An exact copy of each record is required.

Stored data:
━━━━

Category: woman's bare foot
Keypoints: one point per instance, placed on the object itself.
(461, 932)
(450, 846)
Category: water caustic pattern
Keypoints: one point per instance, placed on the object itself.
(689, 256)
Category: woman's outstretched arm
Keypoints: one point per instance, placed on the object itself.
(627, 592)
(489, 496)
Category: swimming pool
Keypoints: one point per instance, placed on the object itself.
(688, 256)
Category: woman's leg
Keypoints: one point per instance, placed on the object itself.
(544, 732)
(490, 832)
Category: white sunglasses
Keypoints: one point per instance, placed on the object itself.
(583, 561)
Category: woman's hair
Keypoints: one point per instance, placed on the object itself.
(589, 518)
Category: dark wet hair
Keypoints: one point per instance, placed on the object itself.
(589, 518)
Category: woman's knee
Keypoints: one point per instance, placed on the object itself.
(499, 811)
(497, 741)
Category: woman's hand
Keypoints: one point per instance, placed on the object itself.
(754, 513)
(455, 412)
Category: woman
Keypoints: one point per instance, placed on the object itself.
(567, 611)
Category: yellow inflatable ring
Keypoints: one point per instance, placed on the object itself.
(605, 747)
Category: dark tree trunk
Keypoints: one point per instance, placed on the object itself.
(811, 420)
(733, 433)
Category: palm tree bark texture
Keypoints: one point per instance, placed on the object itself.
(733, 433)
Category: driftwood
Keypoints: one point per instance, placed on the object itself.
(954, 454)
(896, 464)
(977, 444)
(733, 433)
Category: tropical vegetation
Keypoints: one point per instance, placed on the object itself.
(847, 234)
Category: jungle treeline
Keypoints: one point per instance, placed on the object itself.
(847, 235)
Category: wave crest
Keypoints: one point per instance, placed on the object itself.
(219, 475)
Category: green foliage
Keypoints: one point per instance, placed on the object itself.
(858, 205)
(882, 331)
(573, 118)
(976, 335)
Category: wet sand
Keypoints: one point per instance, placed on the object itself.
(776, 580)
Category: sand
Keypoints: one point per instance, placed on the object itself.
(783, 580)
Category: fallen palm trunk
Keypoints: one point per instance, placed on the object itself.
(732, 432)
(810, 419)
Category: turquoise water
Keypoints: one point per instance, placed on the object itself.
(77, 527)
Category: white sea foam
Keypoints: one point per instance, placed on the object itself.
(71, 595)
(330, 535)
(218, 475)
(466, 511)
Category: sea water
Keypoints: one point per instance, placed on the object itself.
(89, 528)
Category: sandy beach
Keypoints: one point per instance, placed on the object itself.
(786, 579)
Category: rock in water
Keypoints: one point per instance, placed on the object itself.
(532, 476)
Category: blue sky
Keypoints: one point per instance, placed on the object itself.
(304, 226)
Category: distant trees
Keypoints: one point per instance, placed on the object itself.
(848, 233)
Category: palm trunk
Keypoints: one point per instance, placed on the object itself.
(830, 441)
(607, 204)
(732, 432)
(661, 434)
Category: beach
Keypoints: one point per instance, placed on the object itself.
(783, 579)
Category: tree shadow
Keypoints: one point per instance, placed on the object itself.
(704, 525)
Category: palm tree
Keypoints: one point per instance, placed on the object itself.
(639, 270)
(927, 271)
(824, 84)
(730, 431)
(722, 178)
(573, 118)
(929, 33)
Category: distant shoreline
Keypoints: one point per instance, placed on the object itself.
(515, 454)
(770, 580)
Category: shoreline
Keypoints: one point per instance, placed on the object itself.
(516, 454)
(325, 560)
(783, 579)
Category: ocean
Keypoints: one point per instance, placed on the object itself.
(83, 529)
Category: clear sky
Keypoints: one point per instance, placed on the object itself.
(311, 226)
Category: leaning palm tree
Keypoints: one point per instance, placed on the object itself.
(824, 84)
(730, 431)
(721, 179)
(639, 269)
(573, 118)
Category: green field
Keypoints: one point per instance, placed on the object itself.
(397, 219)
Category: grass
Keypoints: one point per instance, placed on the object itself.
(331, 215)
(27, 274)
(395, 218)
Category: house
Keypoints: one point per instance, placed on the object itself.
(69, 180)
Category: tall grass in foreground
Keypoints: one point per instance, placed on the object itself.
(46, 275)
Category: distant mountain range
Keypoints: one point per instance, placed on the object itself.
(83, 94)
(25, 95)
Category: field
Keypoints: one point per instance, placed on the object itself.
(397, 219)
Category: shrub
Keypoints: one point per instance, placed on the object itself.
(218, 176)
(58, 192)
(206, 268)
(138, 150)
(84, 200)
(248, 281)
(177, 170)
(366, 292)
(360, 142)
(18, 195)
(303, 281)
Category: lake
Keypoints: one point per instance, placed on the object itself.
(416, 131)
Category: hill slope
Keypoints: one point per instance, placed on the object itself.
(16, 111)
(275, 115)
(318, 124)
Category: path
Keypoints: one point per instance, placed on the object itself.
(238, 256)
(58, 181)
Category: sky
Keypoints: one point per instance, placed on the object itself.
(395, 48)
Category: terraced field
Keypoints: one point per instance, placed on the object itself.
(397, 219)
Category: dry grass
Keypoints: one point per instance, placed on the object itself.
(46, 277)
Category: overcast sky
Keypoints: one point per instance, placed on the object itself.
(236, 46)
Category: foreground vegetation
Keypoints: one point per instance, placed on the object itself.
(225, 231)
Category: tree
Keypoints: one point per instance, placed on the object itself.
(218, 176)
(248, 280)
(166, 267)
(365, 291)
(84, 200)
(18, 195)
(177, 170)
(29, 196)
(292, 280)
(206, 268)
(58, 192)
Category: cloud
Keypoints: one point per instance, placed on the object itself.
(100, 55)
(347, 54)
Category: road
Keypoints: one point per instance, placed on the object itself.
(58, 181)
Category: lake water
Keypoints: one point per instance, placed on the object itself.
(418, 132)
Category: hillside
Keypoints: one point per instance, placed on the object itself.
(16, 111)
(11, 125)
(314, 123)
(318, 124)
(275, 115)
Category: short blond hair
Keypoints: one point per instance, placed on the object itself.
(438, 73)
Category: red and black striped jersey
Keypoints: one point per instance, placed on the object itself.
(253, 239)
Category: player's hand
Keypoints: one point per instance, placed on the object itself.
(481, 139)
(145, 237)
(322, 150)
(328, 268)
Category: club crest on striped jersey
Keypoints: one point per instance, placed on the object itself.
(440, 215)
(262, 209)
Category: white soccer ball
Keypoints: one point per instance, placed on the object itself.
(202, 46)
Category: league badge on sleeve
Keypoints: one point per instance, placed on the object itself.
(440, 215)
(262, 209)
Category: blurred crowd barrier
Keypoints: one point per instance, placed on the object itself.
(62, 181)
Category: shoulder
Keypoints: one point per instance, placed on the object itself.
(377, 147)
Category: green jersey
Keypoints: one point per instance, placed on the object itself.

━━━━

Written response:
Category: woman's bare foot
Keypoints: one point per instance, placed on the object itself.
(461, 932)
(450, 846)
Category: water caustic pattern
Keypoints: one point per instance, placed on the object itself.
(689, 256)
Category: woman's outstretched arm
Keypoints: one point per instance, placed on the object itself.
(627, 592)
(489, 496)
Category: swimming pool
Keypoints: one point per instance, placed on the object itself.
(688, 256)
Category: woman's leg
Keypoints: one point per instance, placed on the object itself.
(544, 732)
(490, 832)
Category: white sunglasses
Keypoints: one point per instance, placed on the object itself.
(583, 561)
Category: woman's hair
Keypoints: one point per instance, placed on the object itself.
(589, 518)
Category: dark wet hair
Keypoints: one point per instance, placed on the object itself.
(589, 518)
Category: woman's knee
Keypoints: one point per instance, placed on the object itself.
(499, 811)
(497, 741)
Category: woman's hand
Keypoints: one point per instance, placed on the object itself.
(754, 513)
(455, 412)
Category: woman
Keypoints: one point per instance, placed on the object itself.
(567, 611)
Category: yellow inflatable ring
Keypoints: one point per instance, placed on the object itself.
(605, 747)
Category: dark tree trunk
Keypoints: one point per instance, placed on the object itself.
(811, 420)
(733, 433)
Category: palm tree bark texture
Keypoints: one point per instance, placed on the object itself.
(733, 433)
Category: driftwood
Keypoints: one point per instance, placed on the object itself.
(954, 454)
(896, 464)
(977, 444)
(733, 433)
Category: tropical vegetation
Keypoints: one point per instance, placed on the object itself.
(847, 234)
Category: jungle treeline
Keypoints: one point per instance, placed on the object itself.
(847, 235)
Category: wave crest
Keypoints: one point per instance, placed on the object itself.
(219, 475)
Category: green foliage
Keypoints: one point per instance, placed on the object itself.
(858, 205)
(882, 331)
(573, 118)
(976, 335)
Category: wet sand
Keypoints: one point per instance, placed on the object itself.
(776, 580)
Category: sand
Keypoints: one point per instance, placed on the object itself.
(783, 580)
Category: fallen palm trunk
Keypoints: one point per instance, placed on the object itself.
(732, 432)
(810, 419)
Category: turquoise water
Keypoints: one point per instance, placed on the object itself.
(77, 527)
Category: white sea foam
Keypoints: one point per instance, placed on the object itself.
(71, 595)
(330, 535)
(218, 475)
(466, 511)
Category: sea water
Keypoints: one point per instance, placed on the object itself.
(89, 528)
Category: sandy beach
Keypoints: one point per instance, placed on the object itself.
(786, 579)
Category: rock in water
Keypoints: one point per instance, placed on the object itself.
(532, 476)
Category: blue sky
Keypoints: one point per instance, placed on the object itself.
(304, 226)
Category: distant trees
Keypoints: one point per instance, placed on the object itself.
(848, 233)
Category: palm trunk
Keypoints: one point per instance, placed on the object itself.
(830, 441)
(607, 204)
(732, 432)
(661, 434)
Category: beach
Keypoints: one point per instance, placed on the object itself.
(783, 579)
Category: tree shadow
Keypoints: one point per instance, placed on the object itself.
(704, 525)
Category: palm tree
Keypoints: one point per instance, placed on the object itself.
(639, 270)
(927, 271)
(824, 84)
(730, 431)
(722, 178)
(573, 118)
(929, 33)
Category: distant shoreline
Keypoints: one point per instance, placed on the object itself.
(515, 454)
(770, 580)
Category: shoreline
Keypoints: one point per instance, placed on the object itself.
(516, 454)
(325, 560)
(783, 579)
Category: ocean
Keypoints: one point per instance, placed on the object itself.
(83, 529)
Category: clear sky
Keypoints: one point per instance, placed on the object itself.
(311, 226)
Category: leaning palm tree
Keypoints: one point per instance, placed on the object itself.
(824, 84)
(730, 431)
(721, 179)
(639, 269)
(573, 118)
Category: green field
Keypoints: one point per instance, placed on the object itself.
(397, 219)
Category: grass
Keypoints: one point per instance, placed on the object itself.
(331, 215)
(27, 274)
(395, 218)
Category: house
Keypoints: one point per instance, placed on the object itself.
(69, 180)
Category: tall grass in foreground
Keypoints: one point per instance, placed on the object itself.
(46, 275)
Category: distant mountain range
Keypoints: one point per instance, placed on the object itself.
(83, 94)
(25, 95)
Category: field
Keypoints: one point per instance, placed on the object itself.
(397, 219)
Category: shrub
Keypoints: one point per instance, placed on the object itself.
(218, 176)
(58, 192)
(206, 268)
(138, 150)
(84, 200)
(248, 281)
(177, 170)
(366, 292)
(360, 142)
(18, 195)
(303, 281)
Category: lake
Keypoints: one point per instance, placed on the object itself.
(416, 131)
Category: hill slope
Keypoints: one point per instance, placed on the object itself.
(16, 111)
(275, 115)
(318, 124)
Category: path
Keypoints: one point per instance, placed on the object itself.
(238, 256)
(58, 181)
Category: sky
Keypoints: one point per instance, placed on the object itself.
(395, 48)
Category: terraced field
Keypoints: one point per instance, placed on the object itself.
(397, 219)
Category: dry grass
Keypoints: one point per instance, placed on the object itself.
(46, 277)
Category: overcast sky
Keypoints: one point per instance, placed on the object itself.
(236, 46)
Category: foreground vegetation
Keypoints: one point per instance, placed on the object itself.
(225, 231)
Category: tree
Keypoints: one point per instance, placed on the object itself.
(218, 176)
(248, 280)
(166, 267)
(365, 291)
(84, 200)
(18, 195)
(177, 170)
(29, 196)
(292, 280)
(206, 268)
(58, 192)
Category: cloud
Keypoints: one point per instance, placed on the object itself.
(100, 55)
(347, 54)
Category: road
Keypoints: one point per instance, placed on the object itself.
(58, 181)
Category: lake water
Keypoints: one point per instance, placed on the object itself.
(418, 132)
Category: hillside
Keypoints: one point per instance, placed on the object itself.
(16, 111)
(11, 125)
(314, 123)
(318, 124)
(275, 115)
Category: short blond hair
Keypoints: one point per instance, placed on the object itself.
(438, 73)
Category: red and black striped jersey
Keypoints: one point per instance, placed on the object itself.
(253, 239)
Category: player's hand
Keypoints: one point per instance, placed on the object itself.
(481, 139)
(145, 237)
(322, 150)
(328, 268)
Category: club crest on striped jersey
Keypoints: one point per instance, placed on the object itself.
(440, 215)
(262, 209)
Category: white soccer ball
Keypoints: one point per instance, placed on the object itself.
(202, 46)
Category: league badge on sleeve
Keypoints: one point per instance, placed on the object itself.
(440, 215)
(262, 209)
Category: blurred crowd barrier
Keypoints: one point per instance, placed on the object itself.
(62, 181)
Category: shoulder
Keypoints: one point per instance, placed on the object itself.
(377, 147)
Category: green jersey
Keypoints: one point per instance, placed on the object itself.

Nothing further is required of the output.